- **REQUIRED WORK**:
Extract every line of the records that contains the word "jersey" and list those lines.

- **RECORDS SHOWN**:
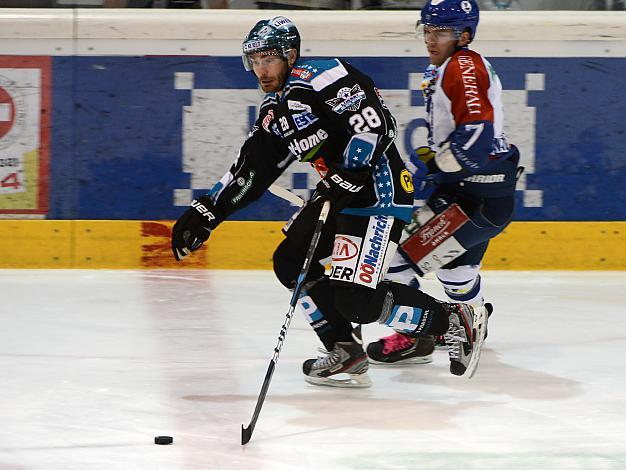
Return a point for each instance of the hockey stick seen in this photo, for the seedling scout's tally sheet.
(285, 194)
(246, 433)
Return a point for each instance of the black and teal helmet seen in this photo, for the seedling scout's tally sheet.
(276, 34)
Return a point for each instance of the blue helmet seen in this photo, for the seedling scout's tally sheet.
(458, 15)
(276, 34)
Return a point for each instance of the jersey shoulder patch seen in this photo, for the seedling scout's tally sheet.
(319, 73)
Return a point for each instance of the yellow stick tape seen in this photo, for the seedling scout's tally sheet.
(122, 244)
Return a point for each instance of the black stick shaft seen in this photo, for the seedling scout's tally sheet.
(246, 433)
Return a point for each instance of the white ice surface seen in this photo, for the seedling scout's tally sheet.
(94, 364)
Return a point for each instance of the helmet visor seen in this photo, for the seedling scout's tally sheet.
(261, 59)
(435, 33)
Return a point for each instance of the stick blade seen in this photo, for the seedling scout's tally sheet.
(246, 434)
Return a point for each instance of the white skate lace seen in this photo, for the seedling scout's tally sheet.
(453, 342)
(330, 358)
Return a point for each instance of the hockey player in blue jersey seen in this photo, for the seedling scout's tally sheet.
(328, 114)
(468, 163)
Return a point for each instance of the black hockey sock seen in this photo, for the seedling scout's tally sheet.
(329, 325)
(413, 311)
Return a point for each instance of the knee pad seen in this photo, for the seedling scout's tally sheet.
(287, 263)
(462, 283)
(288, 260)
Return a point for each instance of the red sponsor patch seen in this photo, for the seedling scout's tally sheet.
(344, 249)
(268, 119)
(434, 233)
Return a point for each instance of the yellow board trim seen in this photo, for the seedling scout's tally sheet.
(124, 244)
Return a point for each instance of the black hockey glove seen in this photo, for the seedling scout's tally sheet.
(341, 185)
(194, 227)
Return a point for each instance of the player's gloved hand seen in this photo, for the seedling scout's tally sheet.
(341, 185)
(194, 227)
(423, 181)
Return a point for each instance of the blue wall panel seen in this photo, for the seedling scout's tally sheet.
(117, 133)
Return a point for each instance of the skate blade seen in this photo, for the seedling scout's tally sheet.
(410, 361)
(354, 381)
(480, 326)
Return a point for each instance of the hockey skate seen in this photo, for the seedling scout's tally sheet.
(464, 338)
(344, 366)
(440, 341)
(400, 349)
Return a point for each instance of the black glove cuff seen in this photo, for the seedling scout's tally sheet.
(205, 206)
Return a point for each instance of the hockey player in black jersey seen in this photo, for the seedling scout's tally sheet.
(328, 114)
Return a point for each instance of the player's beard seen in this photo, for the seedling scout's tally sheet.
(275, 84)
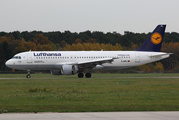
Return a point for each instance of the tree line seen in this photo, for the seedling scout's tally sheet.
(14, 42)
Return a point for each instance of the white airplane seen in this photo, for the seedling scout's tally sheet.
(73, 62)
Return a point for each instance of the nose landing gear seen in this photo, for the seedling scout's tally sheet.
(28, 74)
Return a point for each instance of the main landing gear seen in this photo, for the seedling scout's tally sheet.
(87, 75)
(28, 74)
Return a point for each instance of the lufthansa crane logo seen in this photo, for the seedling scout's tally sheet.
(156, 38)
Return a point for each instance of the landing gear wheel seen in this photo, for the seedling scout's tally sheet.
(88, 75)
(80, 75)
(28, 76)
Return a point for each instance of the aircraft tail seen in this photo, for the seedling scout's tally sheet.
(154, 42)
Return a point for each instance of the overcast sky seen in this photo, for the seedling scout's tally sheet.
(95, 15)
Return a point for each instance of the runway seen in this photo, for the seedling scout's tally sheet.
(92, 116)
(91, 78)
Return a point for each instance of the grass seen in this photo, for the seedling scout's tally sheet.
(102, 92)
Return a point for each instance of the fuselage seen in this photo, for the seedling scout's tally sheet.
(52, 60)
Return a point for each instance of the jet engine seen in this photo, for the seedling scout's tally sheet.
(69, 69)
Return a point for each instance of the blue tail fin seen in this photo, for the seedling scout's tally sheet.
(154, 42)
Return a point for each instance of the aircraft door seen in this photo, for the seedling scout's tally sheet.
(137, 57)
(29, 57)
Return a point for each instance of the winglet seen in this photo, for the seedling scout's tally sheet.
(154, 42)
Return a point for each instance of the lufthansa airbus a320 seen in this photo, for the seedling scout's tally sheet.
(80, 62)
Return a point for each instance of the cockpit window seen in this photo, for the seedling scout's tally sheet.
(16, 57)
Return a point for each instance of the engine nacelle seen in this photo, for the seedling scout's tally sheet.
(69, 69)
(55, 72)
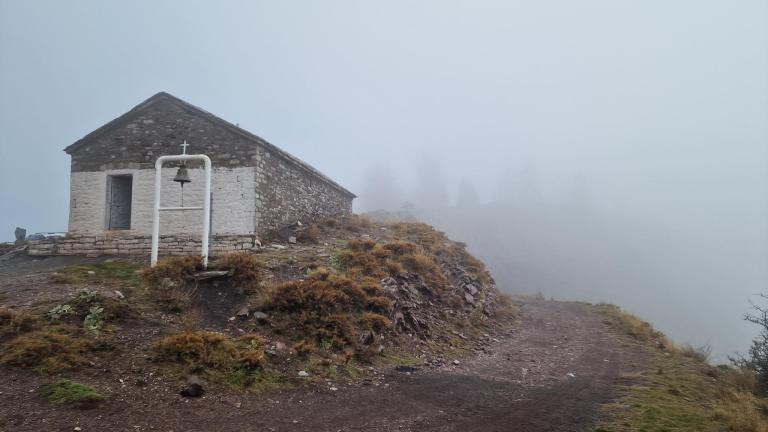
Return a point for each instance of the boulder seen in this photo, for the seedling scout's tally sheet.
(194, 387)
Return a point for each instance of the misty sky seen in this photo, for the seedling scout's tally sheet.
(655, 110)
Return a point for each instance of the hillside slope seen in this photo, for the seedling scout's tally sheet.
(348, 325)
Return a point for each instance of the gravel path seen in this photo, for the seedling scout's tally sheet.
(547, 375)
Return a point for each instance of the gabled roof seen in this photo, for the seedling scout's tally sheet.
(194, 110)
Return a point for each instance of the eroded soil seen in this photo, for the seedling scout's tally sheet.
(547, 375)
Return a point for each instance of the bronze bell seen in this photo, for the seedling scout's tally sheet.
(182, 176)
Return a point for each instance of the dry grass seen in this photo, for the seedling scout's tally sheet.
(369, 259)
(176, 270)
(678, 391)
(71, 393)
(101, 273)
(440, 246)
(15, 322)
(245, 270)
(311, 235)
(50, 349)
(238, 363)
(328, 309)
(635, 327)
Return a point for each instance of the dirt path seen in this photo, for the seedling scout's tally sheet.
(524, 385)
(548, 375)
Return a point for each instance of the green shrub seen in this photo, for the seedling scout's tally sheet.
(70, 392)
(51, 349)
(60, 311)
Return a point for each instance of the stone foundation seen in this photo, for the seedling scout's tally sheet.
(134, 245)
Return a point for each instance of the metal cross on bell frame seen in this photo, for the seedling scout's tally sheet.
(182, 176)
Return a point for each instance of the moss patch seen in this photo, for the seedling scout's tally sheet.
(70, 392)
(101, 273)
(677, 393)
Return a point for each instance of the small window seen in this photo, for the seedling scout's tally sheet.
(119, 198)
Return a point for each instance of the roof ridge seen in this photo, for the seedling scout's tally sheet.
(213, 118)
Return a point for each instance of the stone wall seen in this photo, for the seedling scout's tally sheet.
(136, 245)
(233, 202)
(256, 186)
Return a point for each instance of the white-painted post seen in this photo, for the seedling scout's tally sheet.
(206, 202)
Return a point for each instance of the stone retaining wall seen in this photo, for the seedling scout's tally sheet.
(88, 245)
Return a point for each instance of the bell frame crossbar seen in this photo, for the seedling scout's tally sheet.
(206, 208)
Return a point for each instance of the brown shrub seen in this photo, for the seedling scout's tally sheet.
(309, 235)
(326, 308)
(196, 348)
(177, 270)
(245, 270)
(374, 321)
(379, 304)
(698, 353)
(356, 223)
(14, 322)
(400, 247)
(49, 350)
(331, 223)
(304, 348)
(370, 285)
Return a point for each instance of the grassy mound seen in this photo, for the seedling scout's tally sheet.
(234, 362)
(50, 349)
(677, 390)
(71, 393)
(328, 310)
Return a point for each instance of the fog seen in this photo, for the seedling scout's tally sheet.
(593, 150)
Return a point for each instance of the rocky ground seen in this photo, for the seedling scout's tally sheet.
(548, 374)
(449, 360)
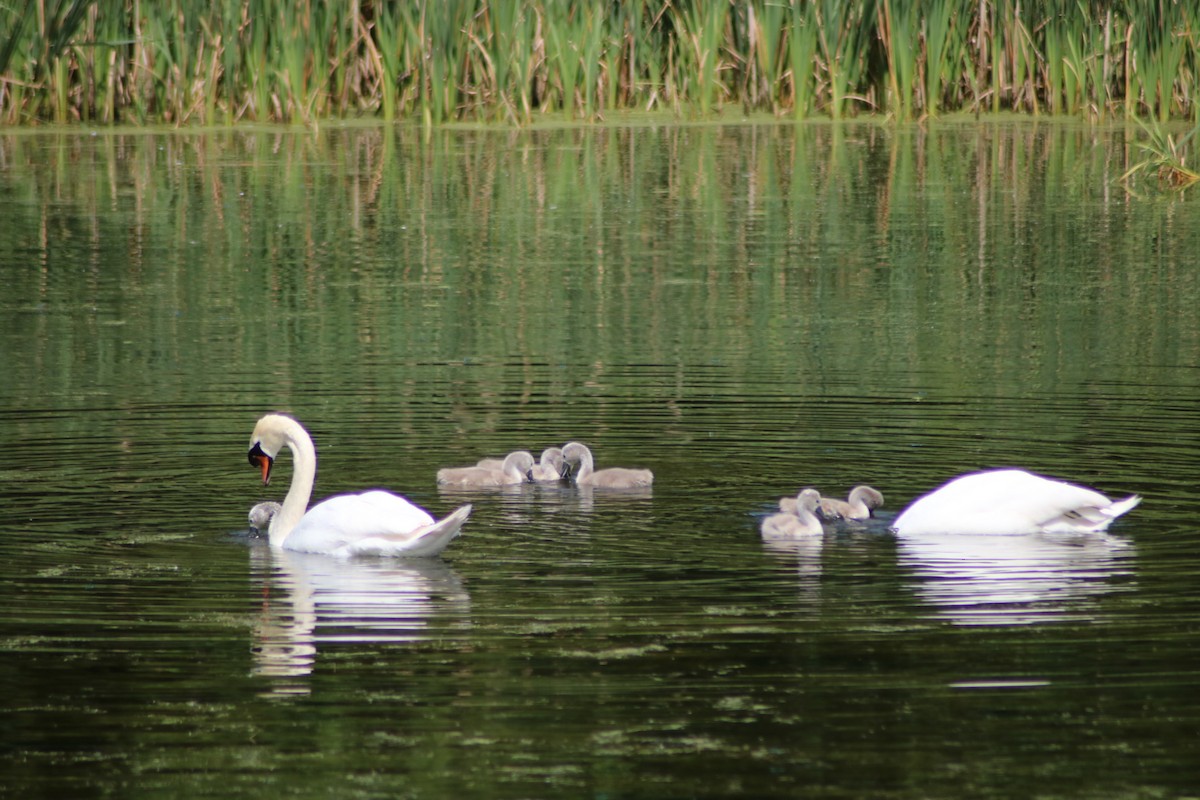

- **SOLVED PROBLEM**:
Return a point for each instance of the jersey shoulder patch seen in this photo, for the seedling scout's tally sheet.
Return a point for each instance of the hockey player in blue jersey seen in this photo, for the seedling scout's tally sheet.
Return a point for each instance of the hockey player in black jersey seen in this photo, for the seedling scout's tally sheet.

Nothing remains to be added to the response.